TASK BRIEF
Decide whether each statement below agrees with the text on SUNY's DACA recipients. Answer yes or no for each, quoting the deciding words of that text.
(a) The federal stimulus funds in question were set aside for college students affected by the pandemic.
(b) The White House permits part of the $2.3 trillion COVID-19 bailout money to assist undocumented individuals who have paid their taxes.
(c) As of 2017, about half of New York's DACA recipients were enrolled in post-secondary schools.

SUNY’S DACA RECIPIENTS NEED PERMANENT PROTECTION AND ACCESS TO AID
The Trump administration last week blocked tens of thousands of undocumented immigrants and Deferred Action for Childhood Arrivals (DACA) recipients from accessing federal stimulus funds earmarked to help college students impacted by the novel coronavirus (COVID-19) pandemic.
This was in keeping with the administration’s long track record of policies that harm immigrant communities. The White House is steadfastly refusing to allow any of the $2.3 trillion COVID-19 bailout money to assist undocumented individuals – even if they have long held jobs and faithfully paid their taxes.
It’s also just one more in a series of injustices dealt to young people who came to this country as children and whose futures now hang by a thread as the U.S. Supreme Court mulls a 2017 move by the White House to rescind the protection from deportation that the DACA programs affords.
As of 2017, some 25 percent of New York’s approximately 33,000 DACA recipients were enrolled in post-secondary schools, according to data compiled by the Migration Policy Institute. These students, also known as “Dreamers”, have worked hard to get where they are, and have overcome the unique challenges posed by their legal status.

THE DATA
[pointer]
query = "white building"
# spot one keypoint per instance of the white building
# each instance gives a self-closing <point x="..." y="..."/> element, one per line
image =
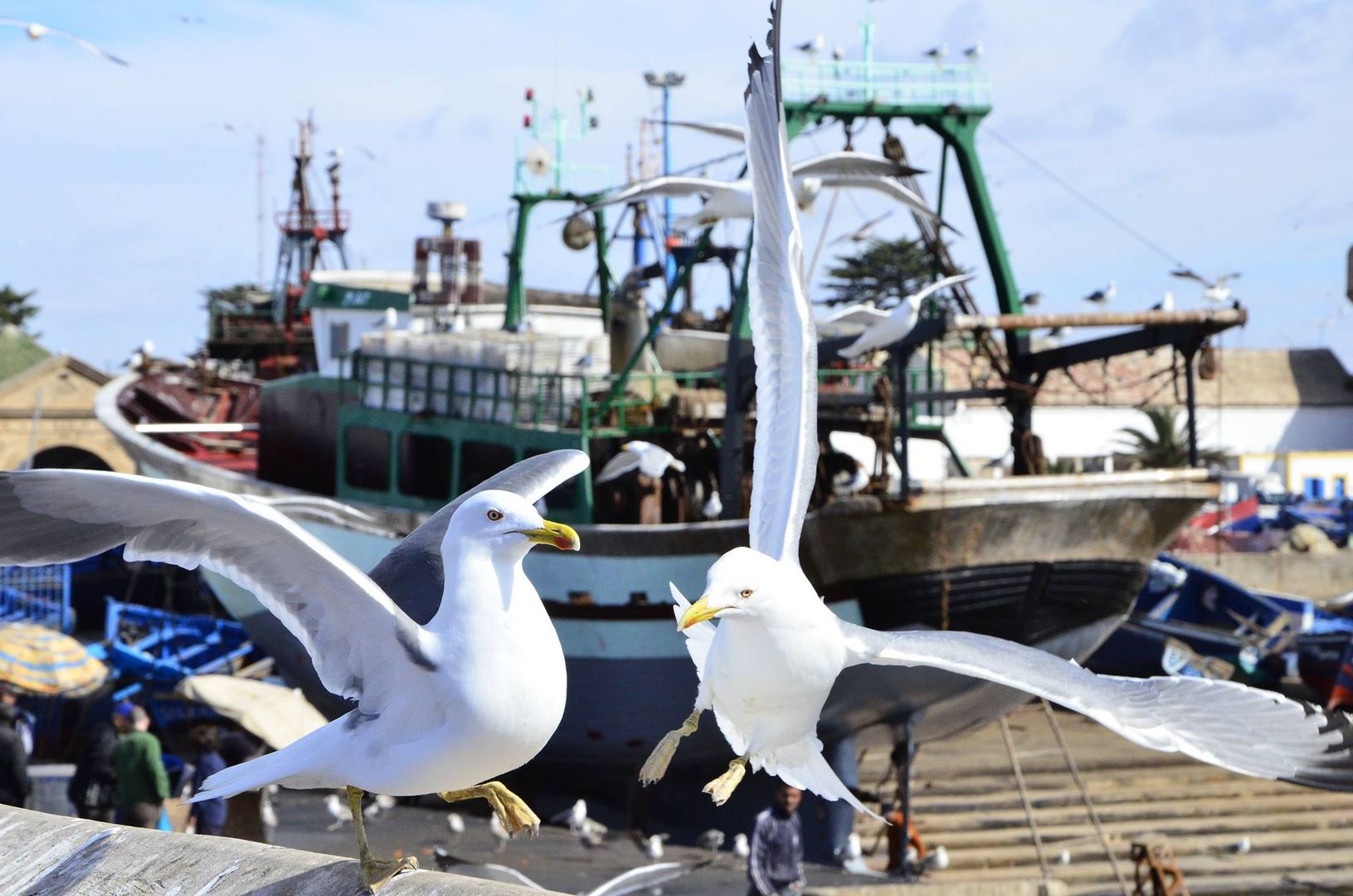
<point x="1288" y="411"/>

EXERCISE RESPONSE
(a) Yes: "federal stimulus funds earmarked to help college students impacted by the novel coronavirus (COVID-19) pandemic"
(b) No: "The White House is steadfastly refusing to allow any of the $2.3 trillion COVID-19 bailout money to assist undocumented individuals"
(c) No: "some 25 percent of New York’s approximately 33,000 DACA recipients were enrolled in post-secondary schools"